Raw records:
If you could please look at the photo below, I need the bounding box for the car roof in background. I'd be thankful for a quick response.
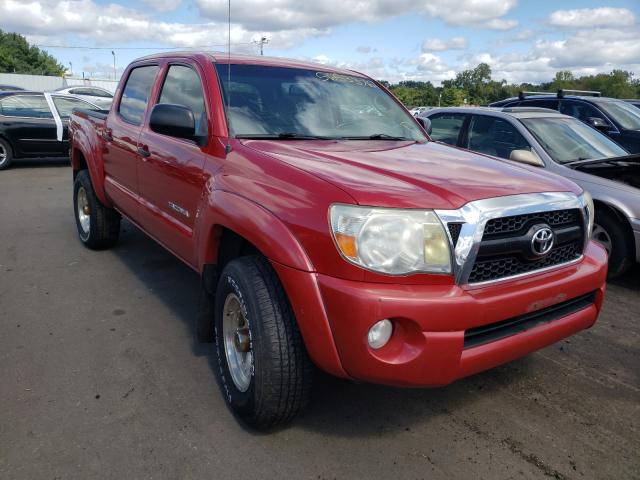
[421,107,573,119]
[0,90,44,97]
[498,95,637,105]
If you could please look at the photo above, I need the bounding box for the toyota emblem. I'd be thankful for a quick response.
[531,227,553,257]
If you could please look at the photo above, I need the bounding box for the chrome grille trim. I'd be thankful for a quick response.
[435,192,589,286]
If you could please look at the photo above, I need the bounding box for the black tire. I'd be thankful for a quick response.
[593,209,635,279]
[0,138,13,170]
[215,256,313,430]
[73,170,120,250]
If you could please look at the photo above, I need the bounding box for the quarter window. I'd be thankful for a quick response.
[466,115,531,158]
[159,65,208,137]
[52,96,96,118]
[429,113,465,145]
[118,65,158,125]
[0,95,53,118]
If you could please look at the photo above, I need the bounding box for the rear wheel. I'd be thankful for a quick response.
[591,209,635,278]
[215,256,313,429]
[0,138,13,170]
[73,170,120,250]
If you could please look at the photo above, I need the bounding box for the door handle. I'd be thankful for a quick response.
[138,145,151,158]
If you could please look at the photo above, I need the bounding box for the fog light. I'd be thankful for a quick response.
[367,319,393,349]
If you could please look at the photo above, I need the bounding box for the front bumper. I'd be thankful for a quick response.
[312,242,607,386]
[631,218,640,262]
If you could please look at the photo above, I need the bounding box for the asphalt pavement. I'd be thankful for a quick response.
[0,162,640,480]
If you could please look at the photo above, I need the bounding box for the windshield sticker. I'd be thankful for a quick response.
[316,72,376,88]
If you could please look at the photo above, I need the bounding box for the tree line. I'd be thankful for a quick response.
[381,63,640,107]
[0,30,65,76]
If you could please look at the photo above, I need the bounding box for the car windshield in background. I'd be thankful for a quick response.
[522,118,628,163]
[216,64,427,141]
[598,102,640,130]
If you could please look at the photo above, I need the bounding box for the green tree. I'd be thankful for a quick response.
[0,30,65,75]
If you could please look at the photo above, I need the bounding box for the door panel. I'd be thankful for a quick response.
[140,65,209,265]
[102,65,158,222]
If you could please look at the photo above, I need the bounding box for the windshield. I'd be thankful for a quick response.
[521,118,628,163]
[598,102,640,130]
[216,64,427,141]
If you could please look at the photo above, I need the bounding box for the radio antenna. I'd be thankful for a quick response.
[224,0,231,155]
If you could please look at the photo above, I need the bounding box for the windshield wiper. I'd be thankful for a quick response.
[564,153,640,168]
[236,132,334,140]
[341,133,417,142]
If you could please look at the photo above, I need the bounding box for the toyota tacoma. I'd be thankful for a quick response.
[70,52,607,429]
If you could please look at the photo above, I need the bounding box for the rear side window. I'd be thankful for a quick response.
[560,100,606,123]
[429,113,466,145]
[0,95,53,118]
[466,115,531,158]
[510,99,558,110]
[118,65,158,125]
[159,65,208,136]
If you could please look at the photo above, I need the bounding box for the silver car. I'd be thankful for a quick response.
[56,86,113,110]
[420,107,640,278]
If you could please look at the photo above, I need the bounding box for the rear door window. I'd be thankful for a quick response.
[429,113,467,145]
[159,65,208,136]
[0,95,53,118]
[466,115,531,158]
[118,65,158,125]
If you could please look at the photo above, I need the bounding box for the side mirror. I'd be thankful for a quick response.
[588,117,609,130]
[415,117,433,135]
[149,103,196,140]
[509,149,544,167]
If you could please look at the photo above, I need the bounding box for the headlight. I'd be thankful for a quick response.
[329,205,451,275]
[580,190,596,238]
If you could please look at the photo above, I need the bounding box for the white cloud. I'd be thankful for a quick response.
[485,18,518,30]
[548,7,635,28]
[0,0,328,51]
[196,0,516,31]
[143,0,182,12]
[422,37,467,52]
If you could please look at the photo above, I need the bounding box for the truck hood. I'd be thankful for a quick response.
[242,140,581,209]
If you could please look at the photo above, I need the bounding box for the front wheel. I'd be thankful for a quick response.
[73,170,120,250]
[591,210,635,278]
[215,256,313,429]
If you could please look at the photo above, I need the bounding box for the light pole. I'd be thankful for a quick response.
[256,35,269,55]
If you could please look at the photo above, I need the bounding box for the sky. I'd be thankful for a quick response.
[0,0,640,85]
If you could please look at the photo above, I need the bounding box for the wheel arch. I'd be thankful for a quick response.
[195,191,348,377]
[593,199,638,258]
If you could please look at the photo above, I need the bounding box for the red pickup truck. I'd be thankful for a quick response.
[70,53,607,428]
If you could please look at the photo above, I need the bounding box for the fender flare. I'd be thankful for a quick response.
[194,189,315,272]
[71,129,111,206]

* * *

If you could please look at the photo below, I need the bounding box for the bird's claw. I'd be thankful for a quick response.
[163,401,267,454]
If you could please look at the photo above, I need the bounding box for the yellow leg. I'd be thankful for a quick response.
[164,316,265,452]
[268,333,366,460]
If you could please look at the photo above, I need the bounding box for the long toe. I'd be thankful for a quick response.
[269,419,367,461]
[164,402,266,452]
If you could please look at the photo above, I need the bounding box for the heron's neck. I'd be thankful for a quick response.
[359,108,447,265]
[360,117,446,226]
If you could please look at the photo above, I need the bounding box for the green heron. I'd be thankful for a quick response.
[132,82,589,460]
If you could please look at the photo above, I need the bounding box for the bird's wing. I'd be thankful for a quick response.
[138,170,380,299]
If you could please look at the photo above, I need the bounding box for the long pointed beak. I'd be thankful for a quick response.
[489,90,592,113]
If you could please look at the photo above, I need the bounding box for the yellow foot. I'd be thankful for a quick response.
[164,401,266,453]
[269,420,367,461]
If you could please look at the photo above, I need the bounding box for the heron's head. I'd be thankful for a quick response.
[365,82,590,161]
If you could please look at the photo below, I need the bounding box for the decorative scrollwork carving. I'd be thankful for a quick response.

* * *

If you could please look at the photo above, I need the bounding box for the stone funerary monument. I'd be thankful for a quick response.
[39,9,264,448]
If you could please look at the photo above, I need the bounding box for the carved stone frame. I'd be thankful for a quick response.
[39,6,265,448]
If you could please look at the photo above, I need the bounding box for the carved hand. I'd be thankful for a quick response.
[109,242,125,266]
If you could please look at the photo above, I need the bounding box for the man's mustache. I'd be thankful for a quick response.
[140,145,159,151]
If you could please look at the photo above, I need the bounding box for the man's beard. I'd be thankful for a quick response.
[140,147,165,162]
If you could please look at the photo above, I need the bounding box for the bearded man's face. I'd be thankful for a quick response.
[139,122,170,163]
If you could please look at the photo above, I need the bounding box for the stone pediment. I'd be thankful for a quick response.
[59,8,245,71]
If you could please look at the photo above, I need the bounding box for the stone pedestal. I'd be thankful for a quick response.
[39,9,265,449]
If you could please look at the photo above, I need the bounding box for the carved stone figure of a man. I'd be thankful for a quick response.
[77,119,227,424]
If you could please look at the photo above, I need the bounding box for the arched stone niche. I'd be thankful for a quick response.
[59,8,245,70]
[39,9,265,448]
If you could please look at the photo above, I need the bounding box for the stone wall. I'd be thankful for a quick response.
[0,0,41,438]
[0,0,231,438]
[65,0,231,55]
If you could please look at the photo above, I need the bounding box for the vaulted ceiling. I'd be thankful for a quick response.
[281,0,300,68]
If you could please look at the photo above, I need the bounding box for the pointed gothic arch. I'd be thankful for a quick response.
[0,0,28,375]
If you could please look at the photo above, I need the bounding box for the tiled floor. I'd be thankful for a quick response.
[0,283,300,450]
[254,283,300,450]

SET EXERCISE: Reproduce only the records starting at the line containing "windshield. I'd be thankful for a quick response." and ending at the line containing "[256,35,269,55]", substituting "bounding rectangle" for every occurrence of "bounding box" and leaving everything else unchanged.

COMPLETE ANSWER:
If you could please look at the photo above, I need the bounding rectangle for the windshield. I'd be thankful for a quick response.
[521,118,628,163]
[598,102,640,130]
[216,64,427,141]
If you could please look at the photo above, I need the bounding rectangle for the radio antenna. I'd be thankful for a quick response.
[224,0,231,155]
If you could please look at the photo above, I need the bounding rectangle for the windshield wiper. I'd be thankful for a quick response.
[564,153,640,168]
[236,132,334,140]
[341,133,417,142]
If you could please look at the photo above, I need the bounding rectangle for the toyota tacoma. I'd be thankful for a quick response.
[70,52,607,429]
If you could please look at the photo above, I need the bounding rectangle for the rear side window. I'd be thankful for a quick response.
[560,100,606,123]
[429,113,466,145]
[0,95,53,118]
[466,115,531,158]
[510,99,558,110]
[118,65,158,125]
[159,65,208,136]
If you could please look at the photo above, I need the bounding rectangle for the silver car. I'd be thankful for a quick response.
[56,86,113,110]
[420,107,640,278]
If you could please look at the photo above, I need the bounding rectangle for the rear door window. I'd be thankful for a quick response.
[429,113,467,145]
[159,65,208,136]
[0,95,53,118]
[466,115,531,158]
[118,65,158,125]
If you could please look at the photo above, I need the bounding rectangle for the side mirror. I'd be thankful for a quick response.
[588,117,609,130]
[415,117,433,135]
[149,103,196,140]
[509,149,544,167]
If you could please look at the photo above, I need the bounding rectangle for the headlight. I'd be thankful for a quick response.
[329,205,451,275]
[580,190,596,238]
If you could please look at the photo above, I need the bounding rectangle for the white cloud. I'd be thankful for a quick response.
[485,18,518,30]
[548,7,635,28]
[0,0,328,51]
[196,0,516,31]
[143,0,182,12]
[422,37,467,52]
If you could please look at the photo above, I need the bounding rectangle for the truck hood. I'd be thankful for a quick response.
[242,140,581,209]
If you could please look at the photo above, I need the bounding rectangle for the front wheel. I'd be thankful for a quick response.
[73,170,120,250]
[591,210,635,278]
[215,256,313,429]
If you could please look at the photo above, I need the bounding rectangle for the light pole. I'd be thankful for a quick response.
[256,35,269,55]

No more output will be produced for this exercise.